___ Extracted records ___

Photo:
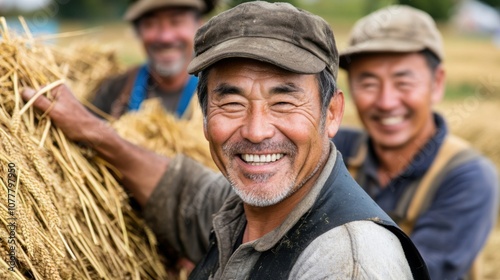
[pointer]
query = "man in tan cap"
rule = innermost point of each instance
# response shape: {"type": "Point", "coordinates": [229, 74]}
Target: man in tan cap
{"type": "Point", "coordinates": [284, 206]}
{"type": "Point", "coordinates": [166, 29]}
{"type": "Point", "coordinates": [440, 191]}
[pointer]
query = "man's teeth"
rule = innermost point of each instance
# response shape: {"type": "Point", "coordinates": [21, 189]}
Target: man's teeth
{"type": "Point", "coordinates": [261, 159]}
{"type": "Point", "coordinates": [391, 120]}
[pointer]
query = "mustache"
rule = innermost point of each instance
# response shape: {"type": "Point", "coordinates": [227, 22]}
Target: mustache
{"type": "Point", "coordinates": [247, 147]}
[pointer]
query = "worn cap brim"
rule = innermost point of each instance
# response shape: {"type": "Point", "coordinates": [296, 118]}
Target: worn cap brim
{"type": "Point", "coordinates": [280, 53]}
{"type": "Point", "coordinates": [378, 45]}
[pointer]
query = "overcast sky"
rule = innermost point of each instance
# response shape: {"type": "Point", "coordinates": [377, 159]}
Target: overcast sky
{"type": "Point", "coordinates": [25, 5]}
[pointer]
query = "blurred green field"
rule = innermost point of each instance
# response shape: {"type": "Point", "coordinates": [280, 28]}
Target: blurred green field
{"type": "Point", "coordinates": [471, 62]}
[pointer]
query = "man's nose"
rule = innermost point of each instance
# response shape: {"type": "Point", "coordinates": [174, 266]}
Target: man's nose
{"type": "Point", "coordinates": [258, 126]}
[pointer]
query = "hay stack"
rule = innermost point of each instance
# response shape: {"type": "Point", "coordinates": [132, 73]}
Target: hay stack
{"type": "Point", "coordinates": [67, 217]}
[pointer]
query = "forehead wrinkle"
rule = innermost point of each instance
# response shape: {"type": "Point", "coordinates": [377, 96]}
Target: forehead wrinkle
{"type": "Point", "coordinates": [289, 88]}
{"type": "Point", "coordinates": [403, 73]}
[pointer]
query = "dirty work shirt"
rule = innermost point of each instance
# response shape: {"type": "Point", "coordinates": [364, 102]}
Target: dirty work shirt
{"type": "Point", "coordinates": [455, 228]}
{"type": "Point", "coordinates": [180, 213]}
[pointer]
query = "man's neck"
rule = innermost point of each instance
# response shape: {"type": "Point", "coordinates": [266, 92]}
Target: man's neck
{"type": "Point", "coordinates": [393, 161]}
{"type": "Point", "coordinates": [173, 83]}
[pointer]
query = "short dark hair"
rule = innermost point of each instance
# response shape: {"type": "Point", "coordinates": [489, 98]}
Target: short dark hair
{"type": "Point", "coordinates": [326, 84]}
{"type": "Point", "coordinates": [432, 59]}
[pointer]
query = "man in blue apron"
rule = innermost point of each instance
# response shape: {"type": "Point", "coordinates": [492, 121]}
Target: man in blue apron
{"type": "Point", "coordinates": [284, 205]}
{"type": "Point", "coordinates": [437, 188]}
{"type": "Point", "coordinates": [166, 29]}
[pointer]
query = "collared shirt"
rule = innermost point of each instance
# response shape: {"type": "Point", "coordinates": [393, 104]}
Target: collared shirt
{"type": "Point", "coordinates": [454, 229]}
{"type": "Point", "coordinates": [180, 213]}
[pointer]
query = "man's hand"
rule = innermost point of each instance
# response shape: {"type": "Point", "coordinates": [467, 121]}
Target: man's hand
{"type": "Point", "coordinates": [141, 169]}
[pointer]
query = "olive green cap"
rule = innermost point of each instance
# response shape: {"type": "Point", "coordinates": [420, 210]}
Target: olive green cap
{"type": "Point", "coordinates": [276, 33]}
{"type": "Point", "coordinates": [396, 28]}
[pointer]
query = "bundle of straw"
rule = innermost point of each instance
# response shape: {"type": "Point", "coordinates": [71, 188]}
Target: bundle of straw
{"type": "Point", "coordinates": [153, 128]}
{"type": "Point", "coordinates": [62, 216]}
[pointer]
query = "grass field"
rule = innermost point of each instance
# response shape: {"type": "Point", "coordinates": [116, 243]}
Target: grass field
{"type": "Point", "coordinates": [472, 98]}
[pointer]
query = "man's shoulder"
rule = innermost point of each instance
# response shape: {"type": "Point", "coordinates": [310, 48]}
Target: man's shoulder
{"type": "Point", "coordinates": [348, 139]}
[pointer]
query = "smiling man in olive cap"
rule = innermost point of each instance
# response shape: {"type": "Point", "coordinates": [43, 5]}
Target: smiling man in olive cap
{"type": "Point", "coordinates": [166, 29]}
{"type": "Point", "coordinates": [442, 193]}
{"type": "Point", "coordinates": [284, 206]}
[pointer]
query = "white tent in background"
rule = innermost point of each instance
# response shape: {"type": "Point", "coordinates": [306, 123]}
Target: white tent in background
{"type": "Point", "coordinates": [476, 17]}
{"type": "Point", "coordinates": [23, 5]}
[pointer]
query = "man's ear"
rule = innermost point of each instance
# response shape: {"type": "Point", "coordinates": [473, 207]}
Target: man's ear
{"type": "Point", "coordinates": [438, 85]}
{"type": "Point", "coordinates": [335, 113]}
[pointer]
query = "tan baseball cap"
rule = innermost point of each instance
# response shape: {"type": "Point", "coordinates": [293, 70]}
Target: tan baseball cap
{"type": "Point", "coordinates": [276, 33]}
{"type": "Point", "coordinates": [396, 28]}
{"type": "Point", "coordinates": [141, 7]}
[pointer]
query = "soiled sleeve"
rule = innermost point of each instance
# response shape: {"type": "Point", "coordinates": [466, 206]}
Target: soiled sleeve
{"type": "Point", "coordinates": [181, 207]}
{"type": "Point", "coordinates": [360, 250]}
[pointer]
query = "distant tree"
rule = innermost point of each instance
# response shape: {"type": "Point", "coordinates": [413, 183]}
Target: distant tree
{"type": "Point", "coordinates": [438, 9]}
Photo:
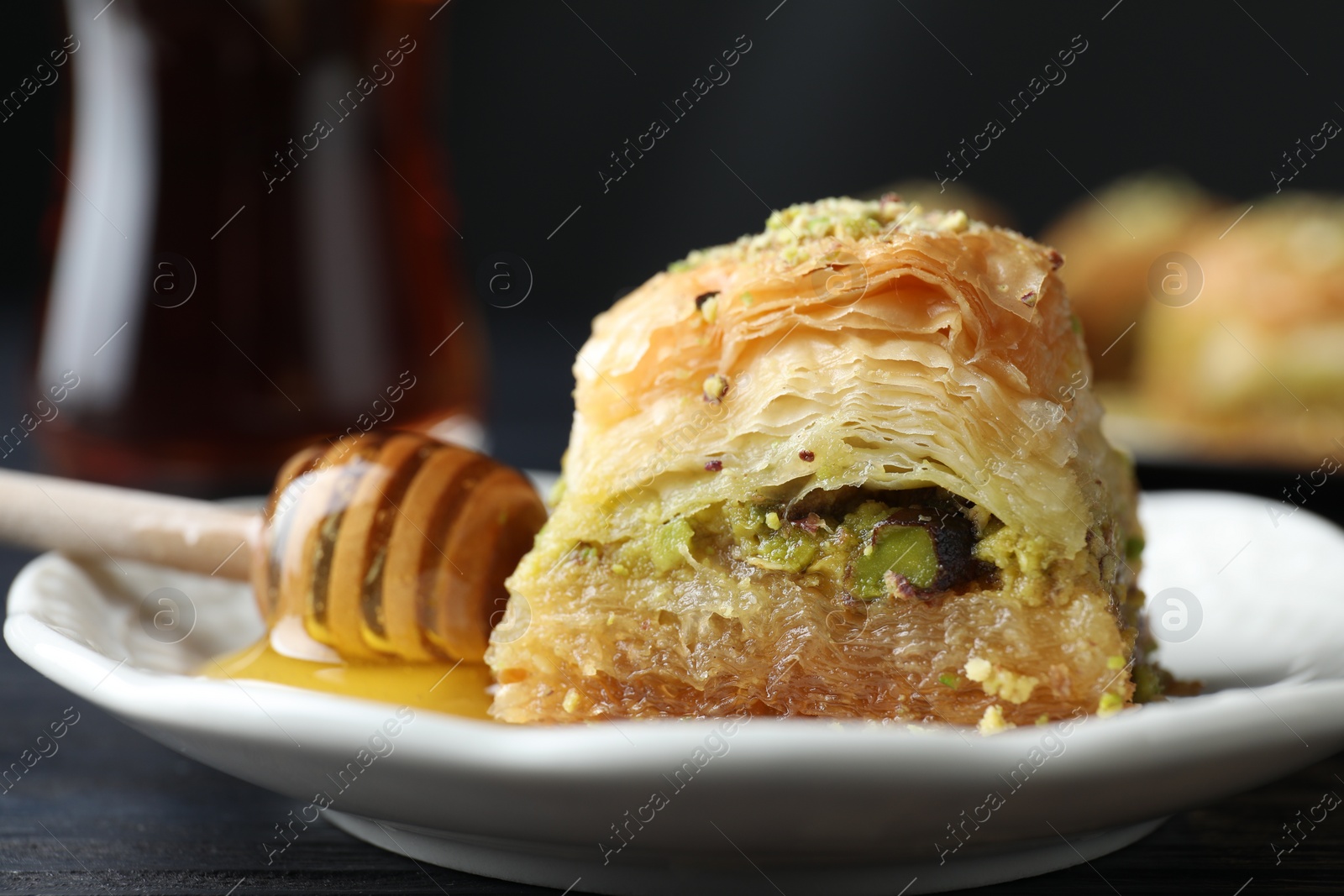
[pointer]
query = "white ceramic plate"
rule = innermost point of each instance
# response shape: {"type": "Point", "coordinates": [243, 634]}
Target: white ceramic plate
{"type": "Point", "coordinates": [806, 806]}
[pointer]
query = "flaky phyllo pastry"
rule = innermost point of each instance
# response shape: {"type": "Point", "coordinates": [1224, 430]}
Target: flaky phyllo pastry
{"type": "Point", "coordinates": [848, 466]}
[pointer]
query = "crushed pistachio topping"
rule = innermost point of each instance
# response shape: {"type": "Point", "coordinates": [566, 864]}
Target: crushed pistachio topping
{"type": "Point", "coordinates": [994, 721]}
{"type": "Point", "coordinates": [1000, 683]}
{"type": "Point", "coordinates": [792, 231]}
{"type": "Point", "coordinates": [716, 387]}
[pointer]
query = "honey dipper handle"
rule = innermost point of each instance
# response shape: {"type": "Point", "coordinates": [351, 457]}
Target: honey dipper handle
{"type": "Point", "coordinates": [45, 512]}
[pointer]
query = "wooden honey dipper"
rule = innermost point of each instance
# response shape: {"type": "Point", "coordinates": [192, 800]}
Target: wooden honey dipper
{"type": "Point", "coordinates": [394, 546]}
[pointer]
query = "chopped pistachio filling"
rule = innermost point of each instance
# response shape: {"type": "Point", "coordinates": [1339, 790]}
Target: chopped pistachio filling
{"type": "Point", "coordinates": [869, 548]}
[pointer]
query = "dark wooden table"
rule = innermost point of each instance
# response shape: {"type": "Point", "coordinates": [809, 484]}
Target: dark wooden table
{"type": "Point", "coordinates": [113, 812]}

___

Challenge: Your copy should match the entries exactly, minus the pictures.

Written answer:
Photo:
[pointer]
query = "man in tan cap"
rule = innermost point of each instance
# response shape: {"type": "Point", "coordinates": [229, 74]}
Target: man in tan cap
{"type": "Point", "coordinates": [284, 206]}
{"type": "Point", "coordinates": [166, 29]}
{"type": "Point", "coordinates": [440, 191]}
[pointer]
query = "man's teeth"
rule = innermost point of each instance
# response shape: {"type": "Point", "coordinates": [21, 189]}
Target: man's teeth
{"type": "Point", "coordinates": [261, 159]}
{"type": "Point", "coordinates": [391, 120]}
[pointer]
query = "mustache"
rule = innermost point of each instance
# response shape: {"type": "Point", "coordinates": [227, 22]}
Target: mustache
{"type": "Point", "coordinates": [247, 147]}
[pointer]
query = "worn cap brim"
rule = innermost point of each instance
# response shape: {"type": "Point", "coordinates": [296, 118]}
Target: worn cap brim
{"type": "Point", "coordinates": [280, 53]}
{"type": "Point", "coordinates": [378, 45]}
[pointer]
query = "overcast sky"
rule = innermost point of each instance
# response shape: {"type": "Point", "coordinates": [377, 159]}
Target: overcast sky
{"type": "Point", "coordinates": [25, 5]}
[pointer]
query = "blurred green field"
rule = innermost point of each instance
# response shape: {"type": "Point", "coordinates": [280, 28]}
Target: blurred green field
{"type": "Point", "coordinates": [471, 62]}
[pointer]
query = "man's nose"
rule = innermost point of each instance
# response shape: {"type": "Point", "coordinates": [174, 266]}
Target: man's nose
{"type": "Point", "coordinates": [258, 126]}
[pointer]
query = "hay stack"
rule = innermost point of each instance
# response shape: {"type": "Point", "coordinates": [132, 73]}
Target: hay stack
{"type": "Point", "coordinates": [67, 217]}
[pointer]
query = "forehead wrinkle"
rule = innermost point of each instance
# response shape: {"type": "Point", "coordinates": [377, 96]}
Target: forehead wrinkle
{"type": "Point", "coordinates": [289, 88]}
{"type": "Point", "coordinates": [403, 73]}
[pointer]
query = "dirty work shirt"
rule = innermost point of each instance
# response shape: {"type": "Point", "coordinates": [364, 102]}
Target: dirty work shirt
{"type": "Point", "coordinates": [455, 228]}
{"type": "Point", "coordinates": [180, 213]}
[pointer]
query = "man's neck"
rule = innermost point of each instance
# response shape: {"type": "Point", "coordinates": [266, 92]}
Target: man's neck
{"type": "Point", "coordinates": [393, 161]}
{"type": "Point", "coordinates": [173, 83]}
[pointer]
query = "short dark hair"
rule = innermost point of each instance
# response shape: {"type": "Point", "coordinates": [489, 98]}
Target: short dark hair
{"type": "Point", "coordinates": [326, 84]}
{"type": "Point", "coordinates": [432, 59]}
[pointer]
query = "man in blue apron"
rule = innermost point of each instance
# response shape: {"type": "Point", "coordinates": [492, 121]}
Target: man in blue apron
{"type": "Point", "coordinates": [284, 205]}
{"type": "Point", "coordinates": [437, 188]}
{"type": "Point", "coordinates": [166, 29]}
[pointer]
query = "collared shirt"
rule = innermost point of each instance
# response shape: {"type": "Point", "coordinates": [393, 104]}
Target: collared shirt
{"type": "Point", "coordinates": [454, 229]}
{"type": "Point", "coordinates": [180, 213]}
[pointer]
query = "man's hand"
rule = innermost point of each instance
# response shape: {"type": "Point", "coordinates": [467, 121]}
Target: man's hand
{"type": "Point", "coordinates": [141, 169]}
[pointer]
query = "olive green cap"
rule = innermost point of each instance
# response shape: {"type": "Point", "coordinates": [420, 210]}
Target: olive green cap
{"type": "Point", "coordinates": [276, 33]}
{"type": "Point", "coordinates": [396, 28]}
[pointer]
query = "bundle of straw"
rule = innermost point of each instance
# response shape: {"type": "Point", "coordinates": [71, 188]}
Target: bundle of straw
{"type": "Point", "coordinates": [153, 128]}
{"type": "Point", "coordinates": [62, 216]}
[pointer]
query = "grass field"
rule = innermost point of each instance
# response shape: {"type": "Point", "coordinates": [116, 243]}
Target: grass field
{"type": "Point", "coordinates": [472, 98]}
[pointer]
query = "man's shoulder"
rule = innermost point of each instance
# response shape: {"type": "Point", "coordinates": [310, 48]}
Target: man's shoulder
{"type": "Point", "coordinates": [348, 139]}
[pointer]
query = "smiling man in olive cap"
rule = innermost point of each instance
# response shape: {"type": "Point", "coordinates": [43, 5]}
Target: smiling man in olive cap
{"type": "Point", "coordinates": [166, 29]}
{"type": "Point", "coordinates": [442, 193]}
{"type": "Point", "coordinates": [284, 206]}
[pointer]
query = "white tent in background"
rule = innermost point of each instance
# response shape: {"type": "Point", "coordinates": [306, 123]}
Target: white tent in background
{"type": "Point", "coordinates": [476, 17]}
{"type": "Point", "coordinates": [23, 5]}
[pointer]
query = "man's ear"
rule = innermost point of each instance
# response shape: {"type": "Point", "coordinates": [473, 207]}
Target: man's ear
{"type": "Point", "coordinates": [438, 85]}
{"type": "Point", "coordinates": [335, 113]}
[pointer]
query = "tan baseball cap"
rule = innermost point of each instance
# response shape: {"type": "Point", "coordinates": [293, 70]}
Target: tan baseball cap
{"type": "Point", "coordinates": [276, 33]}
{"type": "Point", "coordinates": [396, 28]}
{"type": "Point", "coordinates": [141, 7]}
[pointer]
query = "soiled sleeve"
rule = innermost point of each instance
# response shape: {"type": "Point", "coordinates": [466, 206]}
Target: soiled sleeve
{"type": "Point", "coordinates": [181, 207]}
{"type": "Point", "coordinates": [360, 250]}
[pointer]
query = "distant tree"
rule = innermost point of each instance
# response shape: {"type": "Point", "coordinates": [413, 183]}
Target: distant tree
{"type": "Point", "coordinates": [438, 9]}
Photo:
[pointer]
query = "white ceramic plate"
rule = innermost point of each instance
# response shape: {"type": "Point", "coordinates": [243, 634]}
Target: white ceramic plate
{"type": "Point", "coordinates": [806, 806]}
[pointer]
query = "flaky phyllo pastry"
rule = innermost point of each instance
# response shape: {"type": "Point", "coordinates": [1224, 430]}
Target: flaky phyllo pastry
{"type": "Point", "coordinates": [848, 466]}
[pointer]
query = "crushed pistachio topping"
rule = innermost point of each instance
# response shape: {"type": "Point", "coordinates": [566, 864]}
Target: crushed pistachio topping
{"type": "Point", "coordinates": [994, 721]}
{"type": "Point", "coordinates": [1000, 683]}
{"type": "Point", "coordinates": [792, 231]}
{"type": "Point", "coordinates": [716, 387]}
[pointer]
query = "honey dipper handle"
rule = innermost point of each instance
# response shape: {"type": "Point", "coordinates": [351, 457]}
Target: honey dipper handle
{"type": "Point", "coordinates": [45, 512]}
[pointer]
query = "wooden honey dipper"
rule = innermost point of each instance
# response shape: {"type": "Point", "coordinates": [192, 800]}
Target: wooden honey dipper
{"type": "Point", "coordinates": [394, 546]}
[pointer]
query = "chopped pistachio filling"
rule = innermost point of each instance
# response shape: {"type": "Point", "coordinates": [1339, 790]}
Target: chopped pistachio filling
{"type": "Point", "coordinates": [869, 548]}
[pointer]
query = "dark wooden table"
rule = innermost point of each instance
# response shape: {"type": "Point", "coordinates": [809, 484]}
Target: dark wooden table
{"type": "Point", "coordinates": [113, 812]}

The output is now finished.